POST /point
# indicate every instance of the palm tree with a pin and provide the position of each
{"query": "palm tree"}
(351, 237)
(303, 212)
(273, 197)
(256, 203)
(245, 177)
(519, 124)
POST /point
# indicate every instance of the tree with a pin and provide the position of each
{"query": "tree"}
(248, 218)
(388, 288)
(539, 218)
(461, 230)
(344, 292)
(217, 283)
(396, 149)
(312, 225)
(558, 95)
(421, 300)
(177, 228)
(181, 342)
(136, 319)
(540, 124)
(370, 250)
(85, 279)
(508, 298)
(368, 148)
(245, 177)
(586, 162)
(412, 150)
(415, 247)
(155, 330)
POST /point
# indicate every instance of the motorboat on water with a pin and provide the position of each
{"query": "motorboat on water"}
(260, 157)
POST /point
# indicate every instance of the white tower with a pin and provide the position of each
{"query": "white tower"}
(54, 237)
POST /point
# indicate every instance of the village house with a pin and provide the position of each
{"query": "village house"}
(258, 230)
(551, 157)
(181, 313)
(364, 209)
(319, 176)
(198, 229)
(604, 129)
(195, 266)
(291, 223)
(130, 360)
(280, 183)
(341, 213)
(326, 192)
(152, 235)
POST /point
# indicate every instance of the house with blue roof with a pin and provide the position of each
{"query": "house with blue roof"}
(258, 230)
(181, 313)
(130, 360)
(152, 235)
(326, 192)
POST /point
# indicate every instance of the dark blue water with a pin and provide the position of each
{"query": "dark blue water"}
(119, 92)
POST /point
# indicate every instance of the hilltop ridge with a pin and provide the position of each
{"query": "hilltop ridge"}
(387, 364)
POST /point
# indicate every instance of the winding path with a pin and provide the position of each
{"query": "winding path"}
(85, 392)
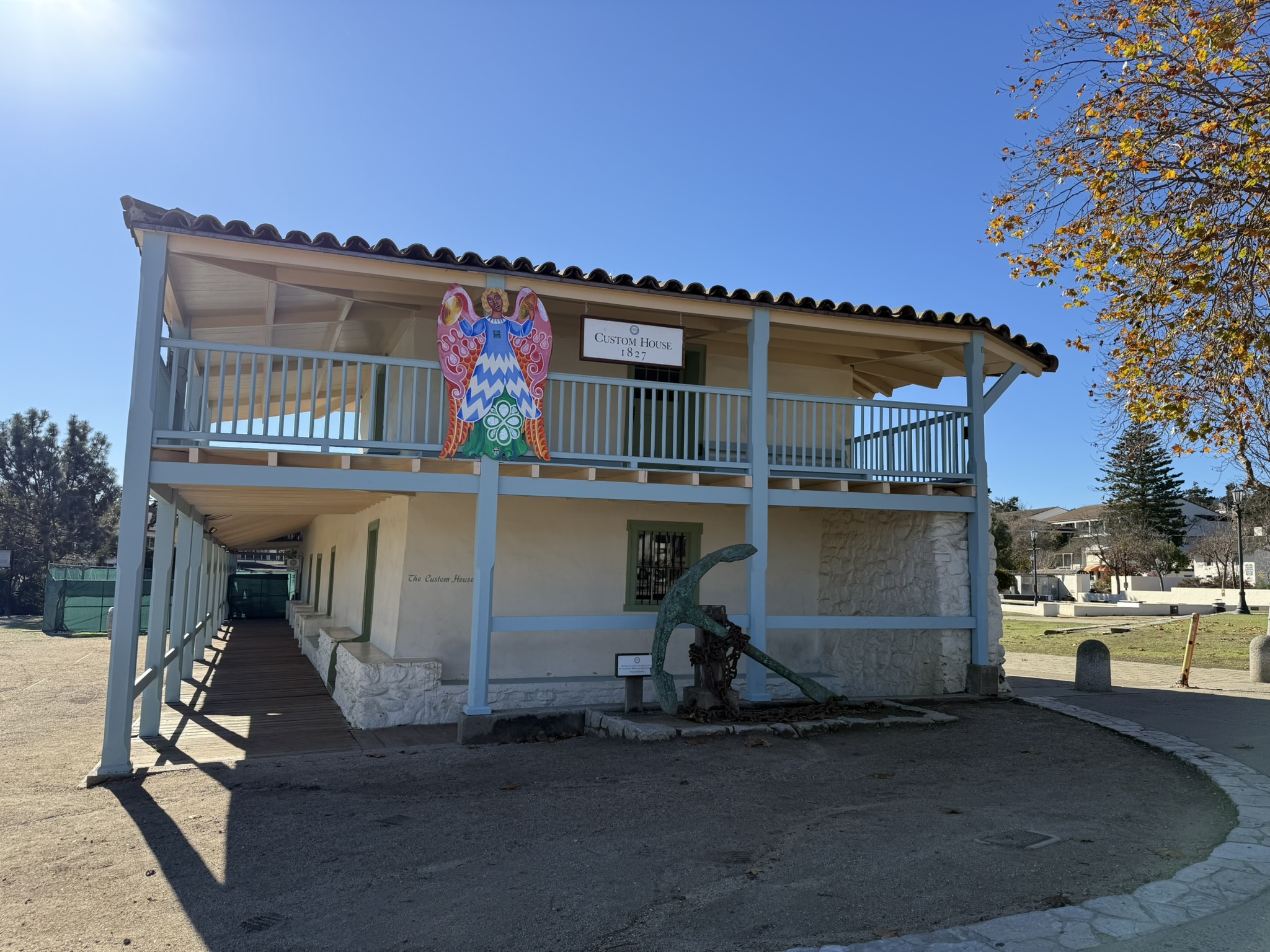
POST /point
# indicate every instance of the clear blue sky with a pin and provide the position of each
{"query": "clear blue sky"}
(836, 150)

## [Problem to work on]
Exact reproduction is required. Give the lines of the data from its first line through the line containing "# indicate every instance of the tree", and no others.

## [Exercise solution]
POST /point
# indicate every instance of the palm tree with a pin and provide the position of each
{"query": "palm tree"}
(351, 237)
(303, 212)
(273, 197)
(256, 203)
(245, 177)
(519, 124)
POST /point
# indicate every instance of the tree with a pin and provide the position of each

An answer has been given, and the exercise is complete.